> [Task set]
**a.** Reproduce word for word the part of the HIV vaccine article starting with "Assistant Professor of" and going on through "of infected cells.".
**b.** Take the HIV vaccine article further, picking up after its last sentence.

> [Selected excerpt]
An international consortium led by investigators from the Ragon Institute of MGH, MIT, and Harvard, and from Dartmouth have been awarded approximately $8 million from Partners Healthcare through a grant from the Bill & Melinda Gates Foundation-sponsored Collaboration for AIDS Vaccine Discovery in support of an effort to develop a new type of HIV vaccine. The project led by Galit Alter of the Ragon Institute and Margaret Ackerman, associate professor of engineering at Thayer School, will investigate strategies to induce the production of antibodies that would recruit cells of the innate immune system to block HIV infection soon after viral transmission.
Assistant Professor of Engineering Margaret Ackerman will lead a Gates Foundation-sponsored effort to develop a new type of HIV vaccine. (photo by Joseph Mehling ’69)
Typical viral infections induce immune responses that eliminate infected cells, ultimately controlling and eliminating the virus. With HIV infection, however, the natural immune response is unable to contain or eradicate the virus. This failure may be due in part to the short period of time, only a few days, before the virus integrates itself into the DNA of infected cells.

> [Data shown]

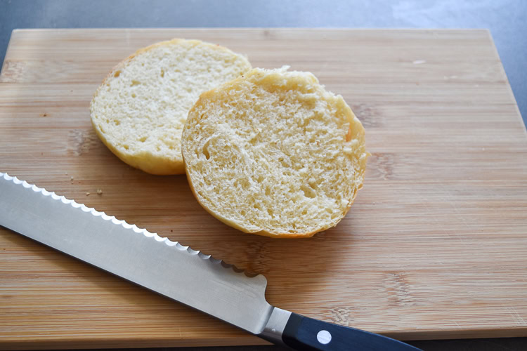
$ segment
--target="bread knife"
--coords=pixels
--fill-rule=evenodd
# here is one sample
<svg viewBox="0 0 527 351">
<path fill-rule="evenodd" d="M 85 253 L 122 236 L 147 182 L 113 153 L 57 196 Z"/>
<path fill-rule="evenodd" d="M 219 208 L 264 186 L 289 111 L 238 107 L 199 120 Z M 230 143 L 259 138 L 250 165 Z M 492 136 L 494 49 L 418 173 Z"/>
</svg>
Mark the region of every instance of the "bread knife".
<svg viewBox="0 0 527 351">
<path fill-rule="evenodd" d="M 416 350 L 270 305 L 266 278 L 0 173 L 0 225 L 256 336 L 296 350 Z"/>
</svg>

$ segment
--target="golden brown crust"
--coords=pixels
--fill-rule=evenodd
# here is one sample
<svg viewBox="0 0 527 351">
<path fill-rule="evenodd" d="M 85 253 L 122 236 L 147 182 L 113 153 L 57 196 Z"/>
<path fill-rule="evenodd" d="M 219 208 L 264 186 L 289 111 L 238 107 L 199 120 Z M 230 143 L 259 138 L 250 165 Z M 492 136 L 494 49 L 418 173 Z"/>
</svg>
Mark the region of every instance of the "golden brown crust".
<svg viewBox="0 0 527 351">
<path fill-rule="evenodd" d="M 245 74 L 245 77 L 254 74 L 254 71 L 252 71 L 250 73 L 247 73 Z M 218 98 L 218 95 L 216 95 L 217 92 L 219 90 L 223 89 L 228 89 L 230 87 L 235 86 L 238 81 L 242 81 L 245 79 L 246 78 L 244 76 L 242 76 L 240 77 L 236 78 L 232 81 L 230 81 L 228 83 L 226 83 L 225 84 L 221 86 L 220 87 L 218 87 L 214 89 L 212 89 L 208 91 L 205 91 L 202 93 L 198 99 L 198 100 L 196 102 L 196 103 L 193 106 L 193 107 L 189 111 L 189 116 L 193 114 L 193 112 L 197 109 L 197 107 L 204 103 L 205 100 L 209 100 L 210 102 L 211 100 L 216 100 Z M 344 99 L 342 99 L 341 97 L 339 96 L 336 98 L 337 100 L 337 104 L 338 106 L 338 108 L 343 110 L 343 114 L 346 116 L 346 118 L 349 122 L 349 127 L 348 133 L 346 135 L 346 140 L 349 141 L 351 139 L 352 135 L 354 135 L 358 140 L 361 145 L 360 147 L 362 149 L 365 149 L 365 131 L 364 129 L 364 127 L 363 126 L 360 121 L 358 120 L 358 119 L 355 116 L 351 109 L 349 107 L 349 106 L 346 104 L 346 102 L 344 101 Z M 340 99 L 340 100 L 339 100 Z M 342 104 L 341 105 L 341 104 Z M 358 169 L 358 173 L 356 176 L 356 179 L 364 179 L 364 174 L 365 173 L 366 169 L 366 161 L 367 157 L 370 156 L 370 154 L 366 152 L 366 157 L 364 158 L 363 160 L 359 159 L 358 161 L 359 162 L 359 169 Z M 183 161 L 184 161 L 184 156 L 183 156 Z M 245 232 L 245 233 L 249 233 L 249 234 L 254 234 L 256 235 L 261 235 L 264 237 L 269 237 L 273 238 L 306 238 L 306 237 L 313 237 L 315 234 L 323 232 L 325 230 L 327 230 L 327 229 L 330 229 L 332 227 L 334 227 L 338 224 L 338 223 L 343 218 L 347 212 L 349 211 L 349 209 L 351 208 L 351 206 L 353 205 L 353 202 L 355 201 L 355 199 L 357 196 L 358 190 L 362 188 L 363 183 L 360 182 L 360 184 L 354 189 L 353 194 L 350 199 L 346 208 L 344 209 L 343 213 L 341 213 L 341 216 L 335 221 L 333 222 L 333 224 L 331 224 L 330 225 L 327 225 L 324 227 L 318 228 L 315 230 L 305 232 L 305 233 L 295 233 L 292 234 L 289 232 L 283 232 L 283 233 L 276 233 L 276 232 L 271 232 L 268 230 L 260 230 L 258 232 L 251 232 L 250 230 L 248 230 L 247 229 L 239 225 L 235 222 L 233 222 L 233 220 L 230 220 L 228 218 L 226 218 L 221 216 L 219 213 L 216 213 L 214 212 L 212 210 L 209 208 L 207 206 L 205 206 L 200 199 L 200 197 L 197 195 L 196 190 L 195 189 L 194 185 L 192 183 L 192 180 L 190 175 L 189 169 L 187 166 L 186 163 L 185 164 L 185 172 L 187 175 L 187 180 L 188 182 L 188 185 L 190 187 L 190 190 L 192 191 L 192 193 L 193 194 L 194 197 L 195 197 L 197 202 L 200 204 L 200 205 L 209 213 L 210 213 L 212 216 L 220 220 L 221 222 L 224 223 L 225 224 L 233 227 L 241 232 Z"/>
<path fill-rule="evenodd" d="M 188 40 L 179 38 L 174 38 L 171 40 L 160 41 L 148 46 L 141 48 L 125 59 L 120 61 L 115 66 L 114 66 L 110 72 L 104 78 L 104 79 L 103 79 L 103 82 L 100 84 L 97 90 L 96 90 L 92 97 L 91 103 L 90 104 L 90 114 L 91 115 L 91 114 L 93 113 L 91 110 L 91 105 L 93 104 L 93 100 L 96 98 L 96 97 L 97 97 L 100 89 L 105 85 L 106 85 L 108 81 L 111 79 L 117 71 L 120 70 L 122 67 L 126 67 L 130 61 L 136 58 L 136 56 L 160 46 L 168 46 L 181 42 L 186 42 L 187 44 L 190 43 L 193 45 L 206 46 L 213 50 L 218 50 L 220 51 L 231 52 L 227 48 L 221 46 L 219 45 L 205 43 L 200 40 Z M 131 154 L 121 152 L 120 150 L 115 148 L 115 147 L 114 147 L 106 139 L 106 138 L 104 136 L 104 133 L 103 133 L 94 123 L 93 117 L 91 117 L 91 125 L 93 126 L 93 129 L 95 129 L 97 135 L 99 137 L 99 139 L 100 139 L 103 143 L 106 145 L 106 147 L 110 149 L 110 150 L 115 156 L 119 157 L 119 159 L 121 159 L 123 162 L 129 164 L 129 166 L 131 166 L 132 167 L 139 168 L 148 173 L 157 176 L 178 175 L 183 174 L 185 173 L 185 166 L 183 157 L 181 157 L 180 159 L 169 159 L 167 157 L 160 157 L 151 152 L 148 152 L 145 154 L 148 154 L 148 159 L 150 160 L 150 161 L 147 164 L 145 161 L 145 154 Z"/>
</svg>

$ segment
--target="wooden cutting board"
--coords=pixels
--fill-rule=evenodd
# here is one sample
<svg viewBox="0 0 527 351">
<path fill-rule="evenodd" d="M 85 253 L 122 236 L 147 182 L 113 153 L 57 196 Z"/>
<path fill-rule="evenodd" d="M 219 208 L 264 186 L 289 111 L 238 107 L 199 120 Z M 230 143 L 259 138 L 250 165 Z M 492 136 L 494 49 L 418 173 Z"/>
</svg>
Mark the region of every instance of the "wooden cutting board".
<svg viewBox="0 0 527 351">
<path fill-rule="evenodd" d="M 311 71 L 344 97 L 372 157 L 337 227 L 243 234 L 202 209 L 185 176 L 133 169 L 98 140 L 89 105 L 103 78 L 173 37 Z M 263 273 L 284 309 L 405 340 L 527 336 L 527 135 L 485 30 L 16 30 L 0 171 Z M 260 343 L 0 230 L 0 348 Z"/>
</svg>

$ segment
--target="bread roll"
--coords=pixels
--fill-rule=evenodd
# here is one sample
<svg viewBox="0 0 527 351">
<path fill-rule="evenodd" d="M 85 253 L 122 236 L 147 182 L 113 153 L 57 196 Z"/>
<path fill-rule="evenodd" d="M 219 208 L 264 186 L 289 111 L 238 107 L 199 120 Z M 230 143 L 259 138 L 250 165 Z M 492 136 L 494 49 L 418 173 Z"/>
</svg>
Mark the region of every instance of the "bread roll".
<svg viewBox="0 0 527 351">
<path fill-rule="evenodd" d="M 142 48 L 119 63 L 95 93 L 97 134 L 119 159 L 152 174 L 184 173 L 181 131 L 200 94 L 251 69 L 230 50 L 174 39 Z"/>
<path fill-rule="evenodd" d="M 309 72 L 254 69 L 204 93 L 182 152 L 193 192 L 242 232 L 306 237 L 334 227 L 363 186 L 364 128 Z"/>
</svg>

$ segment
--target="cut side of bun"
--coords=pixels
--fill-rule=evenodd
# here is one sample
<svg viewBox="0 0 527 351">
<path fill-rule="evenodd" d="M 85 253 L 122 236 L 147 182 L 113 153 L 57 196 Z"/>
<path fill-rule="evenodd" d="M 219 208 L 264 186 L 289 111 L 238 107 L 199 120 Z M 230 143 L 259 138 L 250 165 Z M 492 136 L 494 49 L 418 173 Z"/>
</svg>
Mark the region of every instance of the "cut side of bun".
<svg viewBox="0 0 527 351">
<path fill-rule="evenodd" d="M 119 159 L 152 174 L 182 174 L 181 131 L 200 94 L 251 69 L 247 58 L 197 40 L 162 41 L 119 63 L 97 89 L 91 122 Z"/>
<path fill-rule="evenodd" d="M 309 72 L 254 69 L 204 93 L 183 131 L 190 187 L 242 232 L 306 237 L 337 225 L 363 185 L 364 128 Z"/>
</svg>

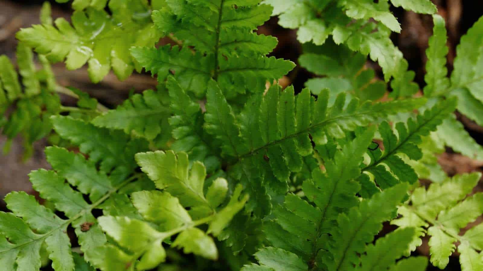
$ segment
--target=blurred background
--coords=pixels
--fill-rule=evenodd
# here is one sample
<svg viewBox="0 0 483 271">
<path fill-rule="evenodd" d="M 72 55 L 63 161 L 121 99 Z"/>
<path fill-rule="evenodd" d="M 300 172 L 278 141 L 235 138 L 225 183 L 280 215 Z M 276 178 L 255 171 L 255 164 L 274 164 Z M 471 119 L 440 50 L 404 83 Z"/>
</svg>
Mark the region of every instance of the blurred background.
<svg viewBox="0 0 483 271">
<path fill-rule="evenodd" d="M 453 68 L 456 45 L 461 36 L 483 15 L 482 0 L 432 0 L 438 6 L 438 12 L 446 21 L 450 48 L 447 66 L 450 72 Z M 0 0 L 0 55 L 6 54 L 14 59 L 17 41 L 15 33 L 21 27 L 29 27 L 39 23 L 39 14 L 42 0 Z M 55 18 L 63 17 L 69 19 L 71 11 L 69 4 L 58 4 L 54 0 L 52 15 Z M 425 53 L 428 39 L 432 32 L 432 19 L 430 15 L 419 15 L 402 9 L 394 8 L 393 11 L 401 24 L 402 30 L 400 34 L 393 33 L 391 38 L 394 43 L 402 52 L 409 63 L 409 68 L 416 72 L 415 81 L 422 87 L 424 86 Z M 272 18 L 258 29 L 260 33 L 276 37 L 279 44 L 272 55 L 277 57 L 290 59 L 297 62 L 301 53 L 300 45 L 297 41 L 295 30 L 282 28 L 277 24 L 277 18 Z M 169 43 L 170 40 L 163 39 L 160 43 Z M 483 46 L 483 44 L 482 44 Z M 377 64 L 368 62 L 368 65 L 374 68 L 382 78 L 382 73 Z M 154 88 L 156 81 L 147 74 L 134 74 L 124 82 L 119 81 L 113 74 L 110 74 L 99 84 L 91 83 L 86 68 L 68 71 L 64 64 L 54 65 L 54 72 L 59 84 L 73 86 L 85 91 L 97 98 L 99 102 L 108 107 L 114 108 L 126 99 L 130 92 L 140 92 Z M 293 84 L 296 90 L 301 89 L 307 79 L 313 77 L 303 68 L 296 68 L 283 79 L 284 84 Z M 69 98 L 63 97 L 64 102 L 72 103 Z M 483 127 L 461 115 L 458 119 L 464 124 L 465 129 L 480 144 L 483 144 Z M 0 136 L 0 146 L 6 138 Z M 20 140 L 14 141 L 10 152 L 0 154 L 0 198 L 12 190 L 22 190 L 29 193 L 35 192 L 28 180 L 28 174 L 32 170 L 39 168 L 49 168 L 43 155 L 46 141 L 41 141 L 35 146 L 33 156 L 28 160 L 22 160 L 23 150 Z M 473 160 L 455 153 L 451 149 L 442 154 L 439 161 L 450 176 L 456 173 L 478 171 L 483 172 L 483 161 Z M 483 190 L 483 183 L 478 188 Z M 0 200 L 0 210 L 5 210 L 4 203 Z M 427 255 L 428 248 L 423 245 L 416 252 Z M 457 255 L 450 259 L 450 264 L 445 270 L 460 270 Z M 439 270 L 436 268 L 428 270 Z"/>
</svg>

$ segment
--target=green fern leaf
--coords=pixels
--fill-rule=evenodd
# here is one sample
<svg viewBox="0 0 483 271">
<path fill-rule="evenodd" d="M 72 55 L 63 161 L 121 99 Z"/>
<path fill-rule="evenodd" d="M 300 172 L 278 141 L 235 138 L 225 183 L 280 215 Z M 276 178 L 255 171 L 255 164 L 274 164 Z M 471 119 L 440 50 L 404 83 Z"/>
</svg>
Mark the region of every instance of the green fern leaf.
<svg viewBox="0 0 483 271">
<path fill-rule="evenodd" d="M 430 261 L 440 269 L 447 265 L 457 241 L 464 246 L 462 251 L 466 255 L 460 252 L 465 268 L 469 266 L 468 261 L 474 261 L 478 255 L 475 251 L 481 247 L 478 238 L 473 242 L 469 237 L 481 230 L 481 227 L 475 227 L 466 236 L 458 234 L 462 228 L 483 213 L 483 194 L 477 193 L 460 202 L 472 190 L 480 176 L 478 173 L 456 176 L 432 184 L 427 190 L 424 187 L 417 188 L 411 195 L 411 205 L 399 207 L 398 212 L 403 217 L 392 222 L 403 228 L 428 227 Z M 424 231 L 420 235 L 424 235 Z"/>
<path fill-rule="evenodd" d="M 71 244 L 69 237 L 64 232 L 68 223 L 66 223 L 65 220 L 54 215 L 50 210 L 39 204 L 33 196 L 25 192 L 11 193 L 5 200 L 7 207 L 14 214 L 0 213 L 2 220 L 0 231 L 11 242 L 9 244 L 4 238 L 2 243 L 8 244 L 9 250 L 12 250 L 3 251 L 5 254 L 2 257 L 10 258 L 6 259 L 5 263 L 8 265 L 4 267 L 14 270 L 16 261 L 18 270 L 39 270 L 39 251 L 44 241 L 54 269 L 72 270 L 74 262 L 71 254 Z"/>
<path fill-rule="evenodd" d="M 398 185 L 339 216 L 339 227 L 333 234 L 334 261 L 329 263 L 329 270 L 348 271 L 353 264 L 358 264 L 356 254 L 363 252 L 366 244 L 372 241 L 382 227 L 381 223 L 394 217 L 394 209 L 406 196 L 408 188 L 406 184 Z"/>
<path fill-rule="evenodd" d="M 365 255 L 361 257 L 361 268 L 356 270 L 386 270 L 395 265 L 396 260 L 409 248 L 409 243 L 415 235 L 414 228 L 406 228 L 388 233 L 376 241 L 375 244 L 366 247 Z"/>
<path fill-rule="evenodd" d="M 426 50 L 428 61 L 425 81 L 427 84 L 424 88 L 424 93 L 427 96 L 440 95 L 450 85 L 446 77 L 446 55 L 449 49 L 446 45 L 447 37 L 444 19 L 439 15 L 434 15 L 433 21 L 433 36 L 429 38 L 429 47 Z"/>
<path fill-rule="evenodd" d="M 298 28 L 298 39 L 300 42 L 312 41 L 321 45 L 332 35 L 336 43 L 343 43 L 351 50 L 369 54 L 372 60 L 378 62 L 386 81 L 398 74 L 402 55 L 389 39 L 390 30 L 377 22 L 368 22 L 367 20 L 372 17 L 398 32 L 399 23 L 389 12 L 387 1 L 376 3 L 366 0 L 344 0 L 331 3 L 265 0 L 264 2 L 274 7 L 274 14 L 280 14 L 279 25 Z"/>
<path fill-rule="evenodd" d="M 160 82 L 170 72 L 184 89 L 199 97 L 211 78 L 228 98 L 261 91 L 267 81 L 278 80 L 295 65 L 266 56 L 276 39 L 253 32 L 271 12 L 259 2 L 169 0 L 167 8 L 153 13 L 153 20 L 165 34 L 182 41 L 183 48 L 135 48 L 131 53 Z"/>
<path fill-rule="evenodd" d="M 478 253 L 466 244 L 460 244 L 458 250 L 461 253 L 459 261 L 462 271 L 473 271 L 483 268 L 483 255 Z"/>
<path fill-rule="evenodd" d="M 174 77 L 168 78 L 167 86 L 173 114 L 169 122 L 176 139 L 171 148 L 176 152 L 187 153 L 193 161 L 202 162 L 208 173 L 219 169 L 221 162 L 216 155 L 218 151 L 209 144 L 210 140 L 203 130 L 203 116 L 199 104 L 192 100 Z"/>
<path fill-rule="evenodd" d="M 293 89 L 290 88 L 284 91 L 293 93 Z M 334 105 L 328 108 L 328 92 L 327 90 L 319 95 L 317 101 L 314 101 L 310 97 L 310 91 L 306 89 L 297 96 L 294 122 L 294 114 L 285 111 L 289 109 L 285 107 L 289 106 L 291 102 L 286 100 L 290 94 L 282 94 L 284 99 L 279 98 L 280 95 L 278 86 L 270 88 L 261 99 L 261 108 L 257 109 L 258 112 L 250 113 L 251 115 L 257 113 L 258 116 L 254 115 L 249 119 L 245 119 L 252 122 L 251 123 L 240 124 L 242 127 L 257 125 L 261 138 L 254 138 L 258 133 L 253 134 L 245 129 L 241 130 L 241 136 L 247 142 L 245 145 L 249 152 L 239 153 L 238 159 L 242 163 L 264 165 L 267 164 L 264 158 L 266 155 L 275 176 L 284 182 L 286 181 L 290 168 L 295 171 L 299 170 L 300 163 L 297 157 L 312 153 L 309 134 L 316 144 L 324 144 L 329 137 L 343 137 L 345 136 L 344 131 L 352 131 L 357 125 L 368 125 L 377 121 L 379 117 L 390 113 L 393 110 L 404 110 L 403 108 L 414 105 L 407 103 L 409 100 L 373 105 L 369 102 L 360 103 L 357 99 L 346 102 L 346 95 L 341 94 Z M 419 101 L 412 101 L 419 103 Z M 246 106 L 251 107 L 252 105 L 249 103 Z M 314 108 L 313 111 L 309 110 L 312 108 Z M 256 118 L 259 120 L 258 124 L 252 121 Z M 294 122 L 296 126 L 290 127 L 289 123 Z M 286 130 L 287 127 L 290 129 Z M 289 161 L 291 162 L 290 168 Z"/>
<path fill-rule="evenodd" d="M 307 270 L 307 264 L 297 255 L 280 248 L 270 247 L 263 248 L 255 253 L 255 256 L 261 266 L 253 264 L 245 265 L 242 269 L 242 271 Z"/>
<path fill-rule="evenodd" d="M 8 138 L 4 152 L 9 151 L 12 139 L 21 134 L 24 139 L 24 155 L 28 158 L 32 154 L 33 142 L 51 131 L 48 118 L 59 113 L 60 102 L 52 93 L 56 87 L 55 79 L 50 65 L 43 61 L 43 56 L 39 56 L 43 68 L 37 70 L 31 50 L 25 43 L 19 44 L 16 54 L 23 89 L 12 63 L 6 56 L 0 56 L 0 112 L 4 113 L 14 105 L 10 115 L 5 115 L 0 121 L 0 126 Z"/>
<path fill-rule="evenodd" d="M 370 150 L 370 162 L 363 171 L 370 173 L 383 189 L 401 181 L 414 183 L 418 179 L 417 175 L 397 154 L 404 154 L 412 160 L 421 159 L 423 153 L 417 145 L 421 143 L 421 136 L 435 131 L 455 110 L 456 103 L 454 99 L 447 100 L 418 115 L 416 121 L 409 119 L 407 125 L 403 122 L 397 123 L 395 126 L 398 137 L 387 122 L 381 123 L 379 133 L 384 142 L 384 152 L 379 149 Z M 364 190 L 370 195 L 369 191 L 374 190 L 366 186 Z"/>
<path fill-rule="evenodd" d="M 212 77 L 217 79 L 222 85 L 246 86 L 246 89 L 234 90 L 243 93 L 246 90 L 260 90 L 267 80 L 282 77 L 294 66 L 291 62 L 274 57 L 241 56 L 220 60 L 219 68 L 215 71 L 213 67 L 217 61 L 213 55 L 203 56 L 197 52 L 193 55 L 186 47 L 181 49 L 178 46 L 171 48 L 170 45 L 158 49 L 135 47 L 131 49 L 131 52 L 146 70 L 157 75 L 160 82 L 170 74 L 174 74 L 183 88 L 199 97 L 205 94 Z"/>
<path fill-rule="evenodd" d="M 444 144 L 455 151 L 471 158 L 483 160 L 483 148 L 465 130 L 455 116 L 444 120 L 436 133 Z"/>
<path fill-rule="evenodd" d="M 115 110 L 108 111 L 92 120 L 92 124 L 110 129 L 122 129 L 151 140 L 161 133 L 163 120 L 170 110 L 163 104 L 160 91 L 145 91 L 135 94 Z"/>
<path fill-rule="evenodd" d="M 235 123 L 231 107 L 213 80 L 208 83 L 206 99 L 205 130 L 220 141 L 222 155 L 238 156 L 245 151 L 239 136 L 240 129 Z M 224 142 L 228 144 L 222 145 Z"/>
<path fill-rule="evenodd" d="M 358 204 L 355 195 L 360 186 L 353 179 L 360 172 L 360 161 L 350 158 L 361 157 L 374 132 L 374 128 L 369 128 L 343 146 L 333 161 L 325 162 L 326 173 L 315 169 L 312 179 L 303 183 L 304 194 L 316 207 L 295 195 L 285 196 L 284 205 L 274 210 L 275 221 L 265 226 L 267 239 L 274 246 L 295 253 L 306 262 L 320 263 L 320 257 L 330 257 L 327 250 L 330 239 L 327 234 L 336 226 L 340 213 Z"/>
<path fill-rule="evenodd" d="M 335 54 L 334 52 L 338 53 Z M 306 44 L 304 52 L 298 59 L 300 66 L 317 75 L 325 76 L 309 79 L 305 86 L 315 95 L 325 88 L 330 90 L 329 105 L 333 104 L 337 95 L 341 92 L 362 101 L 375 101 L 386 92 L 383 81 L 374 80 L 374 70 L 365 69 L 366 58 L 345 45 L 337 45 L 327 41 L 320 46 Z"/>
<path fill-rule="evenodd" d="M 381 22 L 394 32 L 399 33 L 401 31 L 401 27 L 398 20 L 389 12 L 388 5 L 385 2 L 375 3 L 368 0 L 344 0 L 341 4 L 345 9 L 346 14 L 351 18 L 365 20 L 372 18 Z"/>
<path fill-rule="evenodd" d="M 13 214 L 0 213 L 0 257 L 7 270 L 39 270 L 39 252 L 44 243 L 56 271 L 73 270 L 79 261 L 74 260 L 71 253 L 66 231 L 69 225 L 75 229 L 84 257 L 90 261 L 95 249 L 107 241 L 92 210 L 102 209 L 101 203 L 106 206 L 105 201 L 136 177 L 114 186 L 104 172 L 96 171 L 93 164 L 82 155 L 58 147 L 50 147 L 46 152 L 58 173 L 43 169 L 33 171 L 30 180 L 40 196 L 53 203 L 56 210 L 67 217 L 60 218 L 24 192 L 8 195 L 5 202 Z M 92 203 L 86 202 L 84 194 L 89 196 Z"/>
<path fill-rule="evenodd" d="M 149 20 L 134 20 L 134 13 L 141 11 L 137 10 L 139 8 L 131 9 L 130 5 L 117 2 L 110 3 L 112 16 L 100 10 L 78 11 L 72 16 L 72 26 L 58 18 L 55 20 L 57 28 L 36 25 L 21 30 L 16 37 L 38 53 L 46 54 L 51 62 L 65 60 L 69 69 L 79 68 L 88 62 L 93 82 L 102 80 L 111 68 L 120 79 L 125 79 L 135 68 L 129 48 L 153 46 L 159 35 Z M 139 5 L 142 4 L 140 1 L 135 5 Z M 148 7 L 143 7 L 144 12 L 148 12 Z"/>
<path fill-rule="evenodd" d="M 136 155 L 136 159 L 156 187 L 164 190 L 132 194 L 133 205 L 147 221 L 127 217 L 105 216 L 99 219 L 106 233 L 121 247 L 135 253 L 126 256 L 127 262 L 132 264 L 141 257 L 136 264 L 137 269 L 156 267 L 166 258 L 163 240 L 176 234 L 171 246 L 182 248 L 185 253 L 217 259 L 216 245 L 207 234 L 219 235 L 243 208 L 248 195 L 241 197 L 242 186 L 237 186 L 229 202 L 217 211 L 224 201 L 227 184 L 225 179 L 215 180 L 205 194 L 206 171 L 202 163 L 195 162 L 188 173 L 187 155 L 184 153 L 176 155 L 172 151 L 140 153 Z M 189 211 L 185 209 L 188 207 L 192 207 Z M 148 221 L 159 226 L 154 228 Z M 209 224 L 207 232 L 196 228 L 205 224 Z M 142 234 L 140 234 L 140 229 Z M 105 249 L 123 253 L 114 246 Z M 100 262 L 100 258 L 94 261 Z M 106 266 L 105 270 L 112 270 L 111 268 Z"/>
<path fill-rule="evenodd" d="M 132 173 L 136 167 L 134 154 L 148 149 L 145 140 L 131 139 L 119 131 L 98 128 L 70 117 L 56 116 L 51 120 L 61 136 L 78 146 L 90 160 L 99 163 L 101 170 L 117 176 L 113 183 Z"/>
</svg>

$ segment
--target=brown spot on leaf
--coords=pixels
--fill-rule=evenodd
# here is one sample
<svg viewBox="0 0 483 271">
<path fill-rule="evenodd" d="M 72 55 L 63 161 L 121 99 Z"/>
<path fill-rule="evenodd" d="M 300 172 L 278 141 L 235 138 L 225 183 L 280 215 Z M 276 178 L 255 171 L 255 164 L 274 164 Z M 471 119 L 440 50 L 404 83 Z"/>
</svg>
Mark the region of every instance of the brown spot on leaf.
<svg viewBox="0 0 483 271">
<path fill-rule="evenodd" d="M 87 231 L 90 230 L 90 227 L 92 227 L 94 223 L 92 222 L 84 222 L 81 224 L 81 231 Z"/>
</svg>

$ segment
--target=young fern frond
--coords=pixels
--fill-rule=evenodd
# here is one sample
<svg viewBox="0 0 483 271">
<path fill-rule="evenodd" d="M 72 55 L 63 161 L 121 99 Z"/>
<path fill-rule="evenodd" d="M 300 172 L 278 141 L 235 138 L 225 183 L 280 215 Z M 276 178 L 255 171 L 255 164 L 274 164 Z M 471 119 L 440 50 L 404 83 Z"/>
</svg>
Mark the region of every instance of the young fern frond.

> [Answer list]
**a.**
Assistant Professor of Engineering Margaret Ackerman will lead a Gates Foundation-sponsored effort to develop a new type of HIV vaccine. (photo by Joseph Mehling ’69)
Typical viral infections induce immune responses that eliminate infected cells, ultimately controlling and eliminating the virus. With HIV infection, however, the natural immune response is unable to contain or eradicate the virus. This failure may be due in part to the short period of time, only a few days, before the virus integrates itself into the DNA of infected cells.

**b.**
The project led by Alter and Ackerman seeks to define the required signals, induce the production of innate-immune-recruiting antibodies, and evaluate the protection they would afford against HIV in the early days following virus transmission. To meet these ambitious goals, the investigators have assembled a team of scientists—including experts in many facets of immune system biology and computational biology—from Beth Israel Deaconess Medical Center, Tulane University, the University of Oxford, and Friedrich-Alexander University Erlangen-Nuernberg in Germany.